## [WRITTEN INSTRUCTION]
Give as a numbered list the rows from the one containing "Identify a point on every instance of the tree silhouette" through the one containing "x=453 y=351", with blank lines omitted.

## [RECORDS FOR PROCESSING]

------------------------------------

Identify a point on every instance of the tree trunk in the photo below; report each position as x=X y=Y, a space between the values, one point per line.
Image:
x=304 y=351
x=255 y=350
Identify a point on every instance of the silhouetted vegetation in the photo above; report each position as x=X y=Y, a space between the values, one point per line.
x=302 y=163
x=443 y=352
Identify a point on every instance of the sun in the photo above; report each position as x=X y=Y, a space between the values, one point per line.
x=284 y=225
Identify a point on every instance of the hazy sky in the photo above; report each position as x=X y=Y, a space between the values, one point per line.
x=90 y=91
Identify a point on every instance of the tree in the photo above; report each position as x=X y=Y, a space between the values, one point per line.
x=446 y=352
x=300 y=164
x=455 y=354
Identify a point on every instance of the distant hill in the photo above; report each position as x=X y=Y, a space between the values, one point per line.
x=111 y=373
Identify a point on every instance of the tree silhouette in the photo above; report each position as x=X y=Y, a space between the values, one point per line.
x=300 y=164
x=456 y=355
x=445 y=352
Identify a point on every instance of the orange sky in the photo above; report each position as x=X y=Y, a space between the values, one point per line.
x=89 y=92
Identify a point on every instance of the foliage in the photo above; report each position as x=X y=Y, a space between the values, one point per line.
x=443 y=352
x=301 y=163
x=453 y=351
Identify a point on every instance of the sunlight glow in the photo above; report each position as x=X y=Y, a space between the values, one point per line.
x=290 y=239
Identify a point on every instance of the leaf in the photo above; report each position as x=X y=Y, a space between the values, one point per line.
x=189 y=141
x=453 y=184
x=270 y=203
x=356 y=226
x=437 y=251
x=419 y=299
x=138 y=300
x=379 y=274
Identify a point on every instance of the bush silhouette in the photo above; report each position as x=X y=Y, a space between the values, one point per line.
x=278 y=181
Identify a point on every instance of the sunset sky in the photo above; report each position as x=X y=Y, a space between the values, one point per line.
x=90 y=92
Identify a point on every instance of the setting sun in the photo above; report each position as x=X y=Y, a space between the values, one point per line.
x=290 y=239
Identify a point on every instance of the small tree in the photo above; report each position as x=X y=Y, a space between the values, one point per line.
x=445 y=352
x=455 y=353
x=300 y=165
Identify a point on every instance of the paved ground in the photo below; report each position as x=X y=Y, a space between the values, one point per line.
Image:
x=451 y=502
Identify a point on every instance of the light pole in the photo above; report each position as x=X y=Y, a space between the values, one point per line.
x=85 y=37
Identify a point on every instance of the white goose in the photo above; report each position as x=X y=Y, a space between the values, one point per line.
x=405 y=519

------------------------------------

## [OUTPUT OF THE TASK]
1. Identify a point on every instance of the tree silhouette in the photo above; report each position as x=X y=Y, a space between the values, one point per line.
2. x=300 y=164
3. x=456 y=355
4. x=445 y=352
5. Identify a point on every instance of the orange sky in the photo above; report each position as x=X y=Y, a space between the values, one point per line.
6. x=89 y=92
7. Identify a point on every instance of the foliage in the photo above; report each position as x=X y=Y, a space between the values, one point per line.
8. x=443 y=352
9. x=301 y=163
10. x=453 y=351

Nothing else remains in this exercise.